**INSTRUCTIONS:**
A. In the text about detecting gravitational waves, how far from Earth is Proxima Centauri said to be?
B. Carry on the text about detecting gravitational waves, picking up right after its final sentence.

**TEXT BLOCK:**
——————

And for a really good reason - detecting gravitational waves demands building immensely large detectors that can measure distances to better than 1/1000 the diameter of the nucleus of an atom. Something that small is hard to get your head around.

To measure gravitational waves, you have to build a device that can determine a change in distance to a level comparable to measuring the distance between the Sun and the nearest star Proxima Centauri to better than the width of a human hair. Proxima Centauri is about 25 trillion miles from earth (that's Trillion with a 'T'). If you do the math, that's about 1 part in one one billionth of one one trillionth. That's a mind-bogglingly small number.

I consulted a senior esteemed physicist in the laser community -- a Big Shot -- who strongly advised me not to shift my research program to LIGO. It would be, and I quote, 'a career killer'. Congressional hearings were held in the 1990s during which expert scientists opined that LIGO would never work. Funding it would be a colossal waste of money.

Logic and reason told me not to get involved and continue along the path I was on. LIGO was a scientific great opportunity but also a huge risk. My instincts simply said 'Go for it!'. Instinct versus logic - no contest! Forget about the Big Shot! I took the leap.

——————

**RECORDS:**
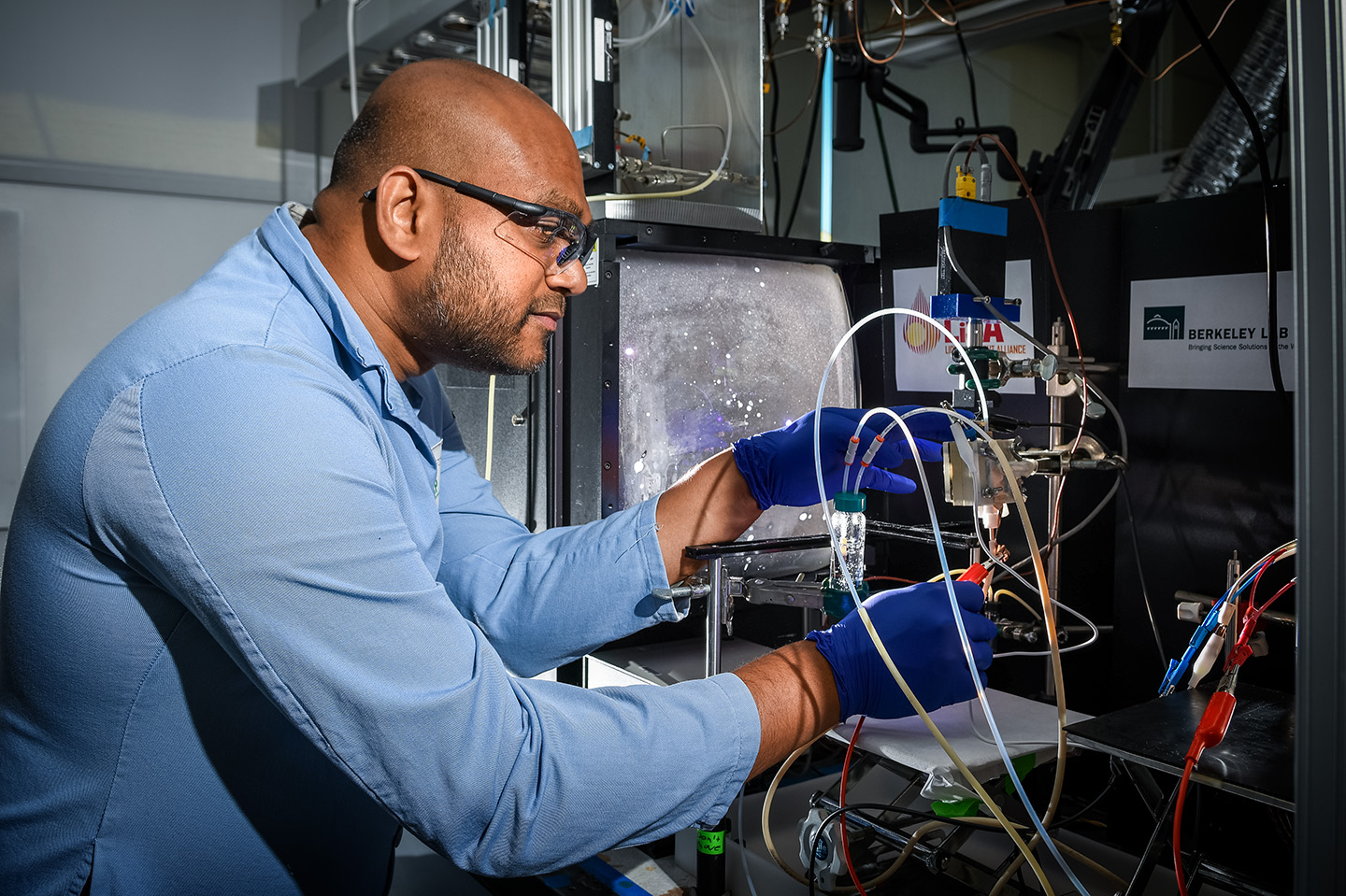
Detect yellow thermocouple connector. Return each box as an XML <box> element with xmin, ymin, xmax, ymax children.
<box><xmin>953</xmin><ymin>165</ymin><xmax>977</xmax><ymax>199</ymax></box>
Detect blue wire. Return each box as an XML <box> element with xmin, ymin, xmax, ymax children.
<box><xmin>1159</xmin><ymin>560</ymin><xmax>1270</xmax><ymax>697</ymax></box>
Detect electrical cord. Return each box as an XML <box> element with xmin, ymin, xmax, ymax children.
<box><xmin>814</xmin><ymin>405</ymin><xmax>1086</xmax><ymax>895</ymax></box>
<box><xmin>869</xmin><ymin>100</ymin><xmax>902</xmax><ymax>214</ymax></box>
<box><xmin>949</xmin><ymin>14</ymin><xmax>981</xmax><ymax>131</ymax></box>
<box><xmin>1159</xmin><ymin>538</ymin><xmax>1299</xmax><ymax>697</ymax></box>
<box><xmin>1178</xmin><ymin>0</ymin><xmax>1290</xmax><ymax>407</ymax></box>
<box><xmin>813</xmin><ymin>317</ymin><xmax>1060</xmax><ymax>896</ymax></box>
<box><xmin>1116</xmin><ymin>0</ymin><xmax>1236</xmax><ymax>82</ymax></box>
<box><xmin>1117</xmin><ymin>472</ymin><xmax>1168</xmax><ymax>666</ymax></box>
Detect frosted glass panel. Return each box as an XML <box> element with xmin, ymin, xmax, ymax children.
<box><xmin>618</xmin><ymin>250</ymin><xmax>856</xmax><ymax>575</ymax></box>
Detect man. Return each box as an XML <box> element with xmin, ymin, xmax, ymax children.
<box><xmin>0</xmin><ymin>62</ymin><xmax>994</xmax><ymax>896</ymax></box>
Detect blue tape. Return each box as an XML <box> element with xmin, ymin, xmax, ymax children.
<box><xmin>580</xmin><ymin>856</ymin><xmax>651</xmax><ymax>896</ymax></box>
<box><xmin>930</xmin><ymin>292</ymin><xmax>1023</xmax><ymax>323</ymax></box>
<box><xmin>939</xmin><ymin>196</ymin><xmax>1010</xmax><ymax>236</ymax></box>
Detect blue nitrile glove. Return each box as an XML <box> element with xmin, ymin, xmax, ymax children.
<box><xmin>734</xmin><ymin>405</ymin><xmax>953</xmax><ymax>510</ymax></box>
<box><xmin>808</xmin><ymin>581</ymin><xmax>996</xmax><ymax>721</ymax></box>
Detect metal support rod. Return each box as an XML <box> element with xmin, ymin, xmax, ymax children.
<box><xmin>1046</xmin><ymin>318</ymin><xmax>1070</xmax><ymax>697</ymax></box>
<box><xmin>706</xmin><ymin>557</ymin><xmax>728</xmax><ymax>678</ymax></box>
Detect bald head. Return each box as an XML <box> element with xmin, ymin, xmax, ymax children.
<box><xmin>324</xmin><ymin>59</ymin><xmax>579</xmax><ymax>199</ymax></box>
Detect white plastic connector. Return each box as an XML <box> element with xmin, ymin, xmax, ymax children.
<box><xmin>1187</xmin><ymin>600</ymin><xmax>1239</xmax><ymax>688</ymax></box>
<box><xmin>1178</xmin><ymin>600</ymin><xmax>1205</xmax><ymax>623</ymax></box>
<box><xmin>1187</xmin><ymin>626</ymin><xmax>1224</xmax><ymax>688</ymax></box>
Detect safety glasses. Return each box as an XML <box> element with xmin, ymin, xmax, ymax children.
<box><xmin>365</xmin><ymin>168</ymin><xmax>596</xmax><ymax>273</ymax></box>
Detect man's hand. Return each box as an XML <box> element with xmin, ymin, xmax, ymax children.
<box><xmin>808</xmin><ymin>581</ymin><xmax>996</xmax><ymax>719</ymax></box>
<box><xmin>734</xmin><ymin>405</ymin><xmax>952</xmax><ymax>510</ymax></box>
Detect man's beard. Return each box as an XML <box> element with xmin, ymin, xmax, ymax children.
<box><xmin>410</xmin><ymin>220</ymin><xmax>566</xmax><ymax>374</ymax></box>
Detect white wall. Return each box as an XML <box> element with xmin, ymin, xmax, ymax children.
<box><xmin>0</xmin><ymin>0</ymin><xmax>324</xmax><ymax>524</ymax></box>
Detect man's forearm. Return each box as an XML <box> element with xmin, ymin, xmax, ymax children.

——————

**RESULTS FOR THE EXERCISE:**
A. About 25 trillion miles.

B.
Fast forward about 20 years, and the detection of gravitational waves by LIGO has been hailed as one of the greatest scientific breakthroughs of the 21st century. Our team of more than 1000 scientists and engineers from the US and around the world came together and built machines that made the first ever measurement of gravitational waves from a pair of black holes, each 30 times the mass of the sun, colliding into each other about 1.3 billion light years away. LIGO has opened a new window, allowing us to probe the most extreme and cataclysmic conditions that can be found in the Universe. And that leads me to the fourth lesson - the experts, even Albert Einstein, don't always get it right. So don't be afraid to challenge them.

Amazingly, we now detect gravitational waves from the cosmos about once a week with LIGO when it's in operation. And I here must proudly point out that several of my colleagues at the University of Florida, including Professors David Tanner, Guido Mueller, Sergei Klimenko, Guenakh Mitselmaker, Bernard Whiting, and Hai-Ping Cheng, some of whom are in the audience today, played a major role in building LIGO and in the first and many more recent discoveries of gravitational waves. What was once thought impossible by many and challenging by everyone is now almost routine.

This brings me to the fifth lesson -- that working together with a purpose, a motivated group of individuals can do just about anything. It took more than 20 years of coming together focusing on a singular mission to design, construct, and refine one of the most complex and precise scientific instruments ever devised. And eventually it worked.

Things did not always go the way we wanted them to. Running up against seemingly insurmountable problems was a regular feature of working on LIGO. "You want to make a laser that produces 100s of watts of power day-in-and-day-out year after year? No way, it can't be done." "You want to build a giant L-shaped ultrahigh vacuum system 2 1/2 miles long on each side? Hah, good luck with that!" "You need to keep your mirrors still by more than a trillion times compared to the shaking of the ground? What are you smoking?? Whatever it is, I want some!"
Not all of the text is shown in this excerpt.